- **WORK REQUIRED**: Copy every line of the items below word for word, adding and changing nothing.

- **RECORDS SUPPLIED**:
◇ ◇ ◇ ◇ ◇

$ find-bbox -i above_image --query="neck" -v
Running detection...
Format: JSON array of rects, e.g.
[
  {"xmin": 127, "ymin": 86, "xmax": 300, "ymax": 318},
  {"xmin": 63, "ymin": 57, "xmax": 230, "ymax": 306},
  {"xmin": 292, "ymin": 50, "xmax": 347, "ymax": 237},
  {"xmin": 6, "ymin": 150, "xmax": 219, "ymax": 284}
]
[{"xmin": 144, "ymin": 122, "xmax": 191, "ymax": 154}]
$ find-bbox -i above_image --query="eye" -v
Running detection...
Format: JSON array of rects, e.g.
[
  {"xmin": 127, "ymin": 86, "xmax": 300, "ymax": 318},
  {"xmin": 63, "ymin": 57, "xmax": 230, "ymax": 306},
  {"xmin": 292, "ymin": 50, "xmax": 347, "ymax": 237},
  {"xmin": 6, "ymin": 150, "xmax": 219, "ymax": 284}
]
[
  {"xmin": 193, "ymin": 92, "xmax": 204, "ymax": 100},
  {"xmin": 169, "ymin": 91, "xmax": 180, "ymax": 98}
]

◇ ◇ ◇ ◇ ◇

- **EXERCISE SOLUTION**:
$ find-bbox -i above_image --query="neck" -v
Running detection...
Format: JSON array of rects, e.g.
[
  {"xmin": 127, "ymin": 86, "xmax": 300, "ymax": 318},
  {"xmin": 63, "ymin": 57, "xmax": 230, "ymax": 306},
  {"xmin": 292, "ymin": 50, "xmax": 347, "ymax": 237},
  {"xmin": 6, "ymin": 150, "xmax": 219, "ymax": 284}
]
[{"xmin": 144, "ymin": 122, "xmax": 191, "ymax": 154}]
$ find-bbox -i above_image --query="eye" -v
Running detection...
Format: JSON array of rects, e.g.
[
  {"xmin": 127, "ymin": 86, "xmax": 300, "ymax": 318},
  {"xmin": 63, "ymin": 57, "xmax": 230, "ymax": 306},
  {"xmin": 292, "ymin": 50, "xmax": 347, "ymax": 237},
  {"xmin": 6, "ymin": 150, "xmax": 219, "ymax": 284}
]
[
  {"xmin": 193, "ymin": 92, "xmax": 204, "ymax": 100},
  {"xmin": 169, "ymin": 91, "xmax": 180, "ymax": 98}
]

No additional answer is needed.